Was schön war, Montag, 5. September 2016 – Originale

Am gestrigen Montag fuhr ich ein weiteres Mal zur Tochter Leo von Weldens, denn ich hatte vergessen, eine Radierung anständig abzumessen und so richtig glücklich war ich mit dem Foto davon auch nicht. Außerdem waren mir während der Arbeit noch ein paar Sachen eingefallen, die ich fragen konnte, und ich bat die Dame am Telefon schon, mir bestimmte Dokumente rauszulegen, die sie mal erwähnt hatte.

Dieses Mal erwischte ich den Zug, kam pünktlich an und wurde wieder mit Wasser und Obst empfangen. Mein „Aber bitte machen Sie sich keine Umstände!“ wurde konsequent überhört. Die Dokumente lagen bereit, ich fotografierte, vermaß Bilder, guckte noch weitere Bilder durch, ich erzählte, was ich bisher so rausgefunden hatte, und dann meinte die Tochter, sie hätte da noch einen Ordner mit Unterlagen, vielleicht wäre der von Interesse?

— Ausgangsdaten —
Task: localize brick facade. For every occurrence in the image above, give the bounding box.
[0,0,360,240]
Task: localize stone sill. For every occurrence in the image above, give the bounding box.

— Auftrag —
Schreib aus dem Blogeintrag den Abschnitt ab, der mit den Worten „Dieses Mal erwischte“ beginnt und mit „der von Interesse?“ endet, und benenne dabei „Zug“ in „Bus“ um. Die Auflistung ist eigenständiges Material und gehört nicht zum Blogeintrag.

— Übungsergebnis —
Dieses Mal erwischte ich den Bus, kam pünktlich an und wurde wieder mit Wasser und Obst empfangen. Mein „Aber bitte machen Sie sich keine Umstände!“ wurde konsequent überhört. Die Dokumente lagen bereit, ich fotografierte, vermaß Bilder, guckte noch weitere Bilder durch, ich erzählte, was ich bisher so rausgefunden hatte, und dann meinte die Tochter, sie hätte da noch einen Ordner mit Unterlagen, vielleicht wäre der von Interesse?